↓
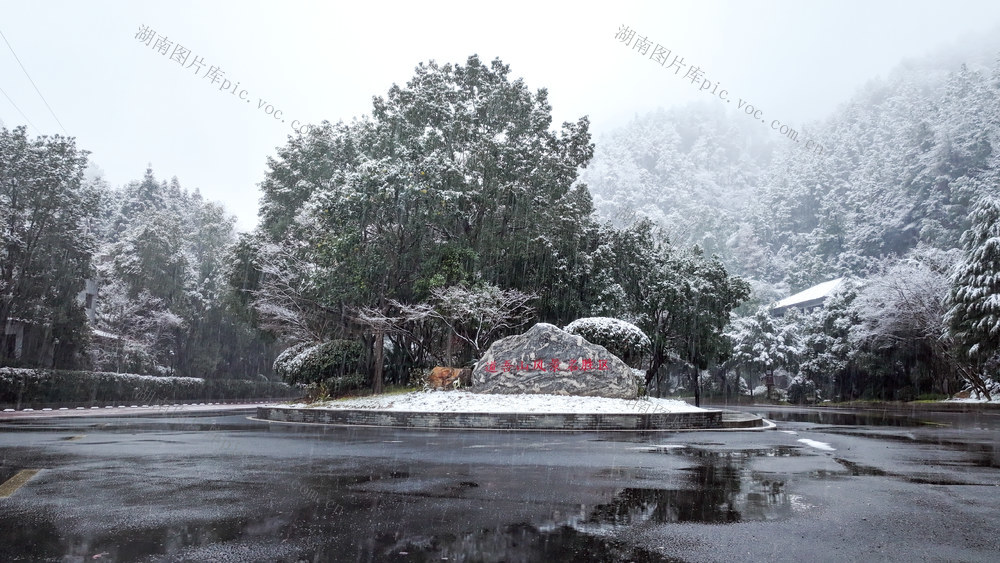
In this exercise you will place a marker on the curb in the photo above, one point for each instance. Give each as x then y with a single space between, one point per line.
707 420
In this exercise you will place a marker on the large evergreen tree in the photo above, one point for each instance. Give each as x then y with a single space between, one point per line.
46 243
974 316
456 178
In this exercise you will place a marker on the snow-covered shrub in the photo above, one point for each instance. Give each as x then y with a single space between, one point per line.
288 361
322 362
621 338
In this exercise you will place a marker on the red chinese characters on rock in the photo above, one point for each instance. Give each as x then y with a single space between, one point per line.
554 365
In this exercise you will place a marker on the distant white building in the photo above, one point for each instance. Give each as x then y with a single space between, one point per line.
807 300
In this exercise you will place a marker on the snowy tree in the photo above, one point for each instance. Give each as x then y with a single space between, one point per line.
476 315
455 178
827 349
763 344
621 338
901 325
46 242
974 316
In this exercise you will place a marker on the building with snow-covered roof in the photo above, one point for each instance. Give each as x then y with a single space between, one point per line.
808 299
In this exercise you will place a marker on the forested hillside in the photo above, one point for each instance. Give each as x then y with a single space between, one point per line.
891 204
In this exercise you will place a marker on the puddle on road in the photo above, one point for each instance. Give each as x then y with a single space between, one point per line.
318 523
516 542
844 418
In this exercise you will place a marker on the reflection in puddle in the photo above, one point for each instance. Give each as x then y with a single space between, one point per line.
717 495
874 418
337 516
517 542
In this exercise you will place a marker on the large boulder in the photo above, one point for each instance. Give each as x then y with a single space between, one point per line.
549 360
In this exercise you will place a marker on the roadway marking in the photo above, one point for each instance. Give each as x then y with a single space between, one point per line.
11 486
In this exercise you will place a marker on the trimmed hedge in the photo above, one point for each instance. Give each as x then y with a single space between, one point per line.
318 363
25 387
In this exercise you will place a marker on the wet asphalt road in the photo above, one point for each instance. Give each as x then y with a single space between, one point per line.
826 486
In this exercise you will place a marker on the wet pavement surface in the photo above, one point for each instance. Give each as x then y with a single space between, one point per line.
825 486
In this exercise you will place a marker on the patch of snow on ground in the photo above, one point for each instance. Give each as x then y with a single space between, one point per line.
464 401
818 445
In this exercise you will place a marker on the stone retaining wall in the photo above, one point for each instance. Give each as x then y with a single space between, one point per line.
499 421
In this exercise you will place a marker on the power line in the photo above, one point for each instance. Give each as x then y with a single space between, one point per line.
19 110
32 84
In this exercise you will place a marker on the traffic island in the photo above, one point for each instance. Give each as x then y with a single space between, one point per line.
472 411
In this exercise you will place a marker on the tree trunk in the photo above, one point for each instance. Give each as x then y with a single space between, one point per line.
697 387
379 346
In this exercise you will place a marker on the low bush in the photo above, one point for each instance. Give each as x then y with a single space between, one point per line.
621 338
316 363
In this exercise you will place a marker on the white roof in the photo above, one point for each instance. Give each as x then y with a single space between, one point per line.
821 291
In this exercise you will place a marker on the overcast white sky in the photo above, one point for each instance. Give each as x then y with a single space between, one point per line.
130 105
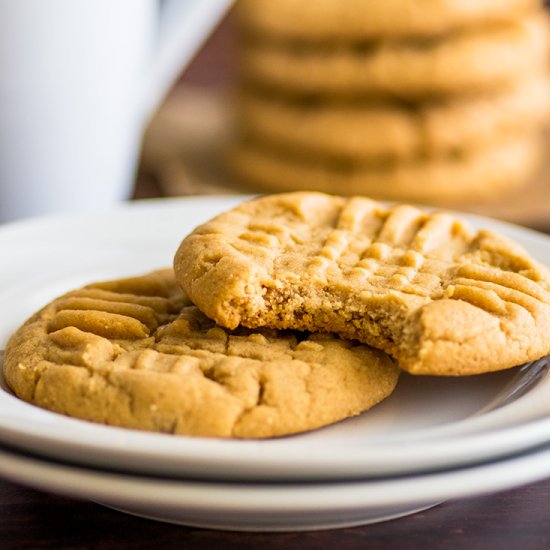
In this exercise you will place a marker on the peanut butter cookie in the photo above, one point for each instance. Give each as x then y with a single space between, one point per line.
136 353
469 177
476 60
386 130
332 20
439 297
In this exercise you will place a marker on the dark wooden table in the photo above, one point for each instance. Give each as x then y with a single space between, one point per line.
511 520
516 519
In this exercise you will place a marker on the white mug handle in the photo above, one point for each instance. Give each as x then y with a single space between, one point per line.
183 26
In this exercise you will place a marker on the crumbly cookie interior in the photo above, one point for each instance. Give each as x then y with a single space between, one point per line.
136 353
423 287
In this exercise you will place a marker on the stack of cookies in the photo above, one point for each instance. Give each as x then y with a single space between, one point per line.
441 102
285 314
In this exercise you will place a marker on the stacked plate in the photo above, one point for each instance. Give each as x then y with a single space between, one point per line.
434 439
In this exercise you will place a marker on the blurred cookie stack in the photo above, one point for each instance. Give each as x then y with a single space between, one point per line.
438 101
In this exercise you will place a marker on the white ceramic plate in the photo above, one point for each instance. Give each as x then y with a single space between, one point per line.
429 423
273 506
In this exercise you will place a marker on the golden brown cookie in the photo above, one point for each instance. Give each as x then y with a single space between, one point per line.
471 177
437 296
136 353
474 61
386 130
334 20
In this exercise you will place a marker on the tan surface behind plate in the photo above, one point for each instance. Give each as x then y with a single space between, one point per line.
183 152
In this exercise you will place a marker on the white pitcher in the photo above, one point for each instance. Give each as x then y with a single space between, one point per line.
78 82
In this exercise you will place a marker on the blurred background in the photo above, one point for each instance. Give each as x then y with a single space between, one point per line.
447 109
439 103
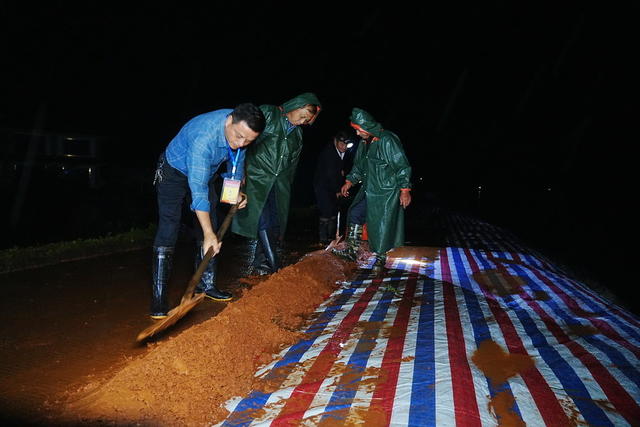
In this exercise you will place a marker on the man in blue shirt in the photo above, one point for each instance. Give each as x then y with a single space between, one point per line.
186 167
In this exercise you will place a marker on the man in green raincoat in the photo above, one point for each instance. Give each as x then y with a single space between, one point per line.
384 171
271 164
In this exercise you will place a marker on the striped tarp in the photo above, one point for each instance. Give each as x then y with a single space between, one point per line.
403 348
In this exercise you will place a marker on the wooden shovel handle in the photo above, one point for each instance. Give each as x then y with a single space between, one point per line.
207 257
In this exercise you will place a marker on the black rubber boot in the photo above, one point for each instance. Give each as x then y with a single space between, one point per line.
323 231
354 238
161 270
207 283
270 250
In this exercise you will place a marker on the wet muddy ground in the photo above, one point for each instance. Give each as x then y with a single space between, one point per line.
70 324
73 324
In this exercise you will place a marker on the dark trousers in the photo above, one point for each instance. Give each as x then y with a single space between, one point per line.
269 215
172 189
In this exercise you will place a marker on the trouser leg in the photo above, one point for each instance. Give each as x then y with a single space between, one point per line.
266 258
323 230
207 284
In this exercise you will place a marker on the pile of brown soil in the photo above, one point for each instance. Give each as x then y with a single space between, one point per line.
186 379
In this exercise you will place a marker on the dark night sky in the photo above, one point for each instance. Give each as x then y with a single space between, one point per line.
478 92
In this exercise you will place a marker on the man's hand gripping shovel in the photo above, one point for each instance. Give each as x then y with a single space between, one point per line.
189 300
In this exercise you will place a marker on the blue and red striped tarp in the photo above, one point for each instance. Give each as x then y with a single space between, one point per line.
398 349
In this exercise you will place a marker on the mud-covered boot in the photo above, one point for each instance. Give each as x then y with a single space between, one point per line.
160 271
354 238
323 231
270 250
207 284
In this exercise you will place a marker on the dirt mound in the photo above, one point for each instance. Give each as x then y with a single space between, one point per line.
186 379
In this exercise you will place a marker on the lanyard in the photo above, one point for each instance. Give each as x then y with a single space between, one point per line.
234 162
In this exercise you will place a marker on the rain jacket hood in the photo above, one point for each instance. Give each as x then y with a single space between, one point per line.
365 121
300 101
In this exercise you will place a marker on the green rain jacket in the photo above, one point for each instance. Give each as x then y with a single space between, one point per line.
383 169
272 161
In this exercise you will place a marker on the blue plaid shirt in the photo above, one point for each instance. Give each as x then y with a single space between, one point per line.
198 150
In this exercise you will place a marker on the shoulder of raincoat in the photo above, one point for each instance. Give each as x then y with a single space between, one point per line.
271 162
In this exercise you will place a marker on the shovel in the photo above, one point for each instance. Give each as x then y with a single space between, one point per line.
189 300
338 238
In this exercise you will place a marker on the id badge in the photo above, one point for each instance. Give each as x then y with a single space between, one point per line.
230 191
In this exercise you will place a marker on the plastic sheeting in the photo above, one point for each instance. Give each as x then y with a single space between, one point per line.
398 349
↑
What you will do -> Transcribe the full listing above exactly as it stands, minus the pictures.

Solution ->
In this exercise you will place a marker on the curb in the photo above, one point for each instance. Give each as x then y with a single space between, one point per line.
707 420
In this exercise you will place a marker on the large evergreen tree in the photo above, one point for each instance. Give each as x then y with a single space between, one point per line.
46 243
974 316
456 178
In this exercise you will place a marker on the snow-covered shrub in the photo above, one point for each instance. Give each as x then y with a single space between, one point per line.
288 361
322 362
621 338
In this exercise you will place a marker on the red chinese characters on rock in the photo above, one point for each instance. Give each as x then y with a single space between, one point per line.
554 365
In this exercise you will place a marker on the distant white building in the photo above, one point for each instance. Give each as x then y with a single space between, one point per line.
807 300
In this exercise you will place a marker on the snowy tree in the photo above, one point for each instance. Give each as x then y with a single space between, one point per line.
476 315
455 178
827 349
763 344
621 338
901 325
46 242
974 316
In this exercise you will place a marker on the building with snow-covered roof in the photo above, one point for each instance. Give each as x then y with a single space between, one point per line.
808 299
In this exercise you will place a marker on the forested hillside in the photo above, one point for each instance. Give each as x then y with a single space between, one point per line.
891 204
In this exercise you will place a marker on the puddle on road in the photo above, one point for each instance. Give each as x then y with a single space between, one point per line.
318 523
516 542
844 418
In this exercise you will place a marker on the reflection in puddle in the photo above, one point for each instance. Give each as x then y with a single space between, one point per line.
717 495
874 418
337 516
517 542
In this exercise you will place a marker on the large boulder in the photo above, one point for each instance. Give each as x then y with a single space between, one point per line.
549 360
In this exercise you will place a marker on the roadway marking in the photo above, one point for each instance. Give each as x then y with a single space between, one point per line.
11 486
In this exercise you will place a marker on the trimmed hedge in the photo above, one point for each instance. Give each as x then y with a single space between, one point per line.
318 363
25 387
In this exercise you will place a marker on the wet asphalt road in the photo above, one point for each instance. Give each as x then y with a single space between, one point per line.
826 486
In this exercise you will place a marker on the wet pavement surface in the photo above, one point for each instance. Give each as x then y with a single space between, one point per line.
825 486
In this exercise you will place a marker on the patch of snow on ground in the photo above, one point for each instance. Give each as x then y with a single space between, one point per line.
464 401
818 445
In this exercise you will place a marker on the stone retaining wall in the photo above, one point for each instance. Give each as x then y with a single space between, one point per line.
499 421
In this exercise you will place a marker on the power line in the photo above, one point for each instance. Give each as x then y with a single space between, one point per line.
19 110
32 84
In this exercise you will place a marker on the traffic island in the photo above, one point for each instance. Give each as x then y with a single space between, one point per line.
472 411
In this exercise you will place a marker on the tree trunk in the photo above, one point for each instance. Give each as x then y with a single space between, one point per line.
697 387
379 346
In this exercise you will place a marker on the low bush in the photo above, one point for each instance. Give each as x then y with a single space between, one point per line.
621 338
316 363
In this exercise you will place a marker on the white roof in the photo above, one point for each instance. Give each as x then y with a single space between, one point per line.
821 291
In this exercise you will place a marker on the overcast white sky in the photo above, one point for each instance. Give each as x then y with a single space between, one point per line.
130 105
In this exercise you will place a marker on the peanut butter cookie in the photo above, one point for each instance. Give each as x then y with a single space between, one point per line.
136 353
469 177
476 60
386 130
332 20
439 297
In this exercise you will place a marker on the dark wooden table in the photo above, one point for each instance. Give each as x then y with a single space between, one point per line.
511 520
516 519
In this exercise you will place a marker on the white mug handle in the photo above, one point for each instance. Give each as x then y with a single space between, one point per line.
183 26
In this exercise you will place a marker on the crumbly cookie interior in the photo above, one point for each instance. Give each as x then y with a single space between, one point per line.
136 353
423 287
In this exercise you will place a marker on the stack of cookies in the photo above, one point for each instance. Give each as x then y with a single space between, one point per line.
441 102
285 314
In this exercise you will place a marker on the stacked plate in the photo above, one point for each instance. Give each as x then y with a single space between, one point per line.
434 439
In this exercise you will place a marker on the blurred cookie stack in the photo above, one point for each instance. Give each as x then y with a single space between, one point per line.
438 101
In this exercise you will place a marker on the white ceramic plate in the photo above, one point for each instance. Give each as x then y with a single space between, one point per line.
429 423
273 506
In this exercise you will place a marker on the golden brown cookie in the photo above, one point for each instance. Give each as x then y with a single space between, one point per line.
471 177
437 296
136 353
474 61
386 130
334 20
In this exercise you will place a marker on the tan surface behind plate in the photo above, one point for each instance. Give each as x then y with a single space between, one point per line.
183 152
In this exercise you will place a marker on the white pitcher in the photo above, one point for each instance. Give each as x then y with a single space between, one point per line.
78 82
In this exercise you will place a marker on the blurred background in the photo above, one point for each instance. Give each as x then y with a single space between, one point per line.
447 109
439 103
In this exercise you will place a marker on the man in blue shirt in the photo above, one point for each instance. Give each as x then y with a single space between, one point per line.
186 167
In this exercise you will place a marker on the man in green raincoat in the photo above, one point for each instance. Give each as x then y with a single space between, one point per line.
384 171
271 164
In this exercise you will place a marker on the striped tarp in the photo above, one point for each instance. Give each as x then y with a single space between, one point per line.
403 348
In this exercise you will place a marker on the wooden shovel handle in the photo above, one point for each instance. Give each as x then y with a single space between, one point per line.
207 257
In this exercise you will place a marker on the black rubber boot in the photo above, one point for each instance. Give each as x then y with a single space between, one point per line.
323 231
354 238
161 270
207 283
270 250
In this exercise you will place a marker on the wet muddy ground in the photo above, one point for each instance. Give each as x then y with a single space between, one point per line.
70 324
73 324
In this exercise you will place a marker on the dark trousers in the photo above, one point for each instance. Give each as x then y with a single space between, one point per line.
269 215
172 189
In this exercise you will place a marker on the trouser leg in the photo above, one point for each instance. Give each as x then y with a single space between, one point per line.
266 258
323 230
207 284
In this exercise you will place a marker on the pile of brown soil in the photo above, one point for each instance. Give each as x then y with a single space between, one point per line.
186 379
In this exercise you will place a marker on the dark night sky in the photo above, one point for each instance. Give each as x then y with a single space between, one point per line.
478 92
In this exercise you will place a marker on the man's hand gripping shovel in the photo above, one point for each instance. Give each as x then y with a single space between, one point per line.
189 300
In this exercise you will place a marker on the blue and red striped tarp in the photo above, one point for each instance. Give each as x then y with a single space between, one point per line.
398 349
In this exercise you will place a marker on the mud-covered boot in the photo above, one point for each instance. Give each as x then y with a single space between, one point per line.
160 271
354 238
323 231
270 250
207 284
In this exercise you will place a marker on the dirt mound in the photo above, one point for each instance. Give each as x then y with a single space between, one point per line.
186 379
In this exercise you will place a marker on the lanyard in the photo above, one point for each instance. Give each as x then y with a single space between, one point per line.
234 162
In this exercise you will place a marker on the rain jacket hood in the photo above, one point for each instance. Give each as x then y with a single space between, one point per line.
365 121
300 101
In this exercise you will place a marker on the green rain jacket in the photo above, one point for each instance. Give each as x then y with a single space between, one point per line.
383 169
272 161
In this exercise you will place a marker on the blue plaid shirt in the photo above, one point for each instance. Give each as x then y with a single space between, one point per line.
198 150
In this exercise you will place a marker on the shoulder of raincoat in the photo above, one point for each instance. Give each as x then y with a single space between, one point per line.
271 162
In this exercise you will place a marker on the shovel in the photo above, one point for each instance. Give each as x then y with a single space between, one point per line.
189 300
338 238
In this exercise you will place a marker on the id badge in the photo above, one point for each instance. Give each as x then y with a single space between, one point per line.
230 191
In this exercise you will place a marker on the plastic sheeting in the photo above, one point for each instance. Give each as x then y with a single space between, one point per line.
398 349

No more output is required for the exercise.